*** Opening SELECTED EXCERPT ***
Would it be more typical to connect 2 lithium cells in parallel or series, where a 5v output is required, and the cells should be charged from a 5v supply? Is this due to efficiency, safety, cost or some other factor?


2 Answers 2


The most common configuration is a single cell or multiple cells in parallel, for several reasons:-

  1. Cost: A single cell only needs a simple linear charging circuit to convert from 5V to 3.7~4.2V, but a higher voltage pack needs a voltage booster to charge it and another switching regulator to drop the voltage down to 5V during discharge. Switching converters need more parts and are generally more expensive, so a single cell circuit is potentially cheaper.

  2. Safety: A single cell charged from USB with a linear charger cannot go over 5V, and the charging circuit may have components that drop the maximum fault voltage even lower. If a voltage boosting charger failed it could put out a much higher voltage than the battery can safely take.

  3. Cost/Safety trade-off: A series pack requires individual cell monitoring and balancing to ensure that no cell gets too much voltage. The charger normally limits the total pack voltage, so one cell may get a greater proportion of the total voltage than the others, possibly becoming overcharged before the charger reaches cutoff voltage. A similar condition occurs on discharge, as the weakest cell will drop its voltage earlier and may become over-discharged before the pack voltage gets down to its low voltage cutoff point.

Cell monitoring and balancing requires more circuitry and has potentially lower reliability. To save money, balance circuits are often designed to handle minor imbalances only. If one cell fails completely then the balance circuit may not cope and the battery becomes dangerous. A single/parallel cell setup avoids this cost/safety trade-off issue.

  1. Flexibility: If a single cell doesn't have the required capacity or is not optimally shaped then adding another in parallel makes the pack electrically equivalent to a single cell, so no changes are required to the support circuit. If the extra cell is connected in series then pack voltage increases and the circuit must be changed to accommodate it.
*** Closing SELECTED EXCERPT ***
▸ USING THE INFORMATION:
A - Answer these from the text on lithium cell wiring:
(i) What kind of circuit does a single cell need to charge from 5V to 3.7~4.2V?
(ii) What can happen to the battery if one cell in a series pack fails completely?
(iii) What happens to pack voltage when an extra cell is connected in series?
B - Extend the text on lithium cell wiring past its last sentence.
*** Opening RECORDS SUPPLIED ***
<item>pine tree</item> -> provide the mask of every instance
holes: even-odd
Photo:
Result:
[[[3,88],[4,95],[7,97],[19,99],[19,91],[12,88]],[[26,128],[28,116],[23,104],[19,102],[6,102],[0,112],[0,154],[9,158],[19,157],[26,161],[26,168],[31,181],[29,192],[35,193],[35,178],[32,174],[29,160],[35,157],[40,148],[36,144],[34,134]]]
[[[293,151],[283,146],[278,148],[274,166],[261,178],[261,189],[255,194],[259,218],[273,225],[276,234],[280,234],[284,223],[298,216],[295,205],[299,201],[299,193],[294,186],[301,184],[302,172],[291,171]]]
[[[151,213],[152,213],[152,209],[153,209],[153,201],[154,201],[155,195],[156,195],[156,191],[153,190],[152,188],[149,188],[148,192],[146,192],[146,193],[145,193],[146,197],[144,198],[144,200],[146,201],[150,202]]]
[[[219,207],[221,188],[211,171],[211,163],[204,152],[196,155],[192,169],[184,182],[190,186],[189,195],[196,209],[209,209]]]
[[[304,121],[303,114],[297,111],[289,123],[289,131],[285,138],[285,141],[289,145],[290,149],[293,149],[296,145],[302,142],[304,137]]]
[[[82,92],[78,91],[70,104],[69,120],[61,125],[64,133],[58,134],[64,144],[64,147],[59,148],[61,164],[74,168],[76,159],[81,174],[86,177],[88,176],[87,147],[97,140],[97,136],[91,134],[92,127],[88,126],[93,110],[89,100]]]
*** Closing RECORDS SUPPLIED ***
▸ ANSWERS FOR THIS EXERCISE:
A -
(i) A simple linear charging circuit.
(ii) The balance circuit may not cope, and the battery becomes dangerous.
(iii) Pack voltage increases, and the circuit must be changed to accommodate it.

B -
On the down side, a single/parallel cell setup is probably less efficient because the voltage booster must draw more current out of the battery than it supplies to the load. As this higher current is drawn in bursts the rms current is also higher, causing greater losses in the wiring and switching components. The charger may also be less efficient if it is a linear type.

However high efficiency is often trumped by other factors such as cost and safety. Perhaps the biggest advantage of a single/parallel cell battery is:-

  1. Marketing: The manufacturer can inflate the apparent size of the unit by quoting the capacity of the battery, though the effective capacity will be less because as the voltage is raised from 3.7V to 5V so the output current must decrease by at least the same proportion!

One can achieve 97% efficiency at around twice the BOM cost as 94% in either Buck or boost at these voltage differences. So with 2 good (matched) LiPo cells it makes no difference whether you choose series or parallel if the input charge is 5V and output discharge is 5V.

It's not much difference in price for efficiency, but may be significant if you want your BOM cost

Both ways easily output 2A which is more than most USB ports and my analysis was using www.TI.com 's web Bench designer.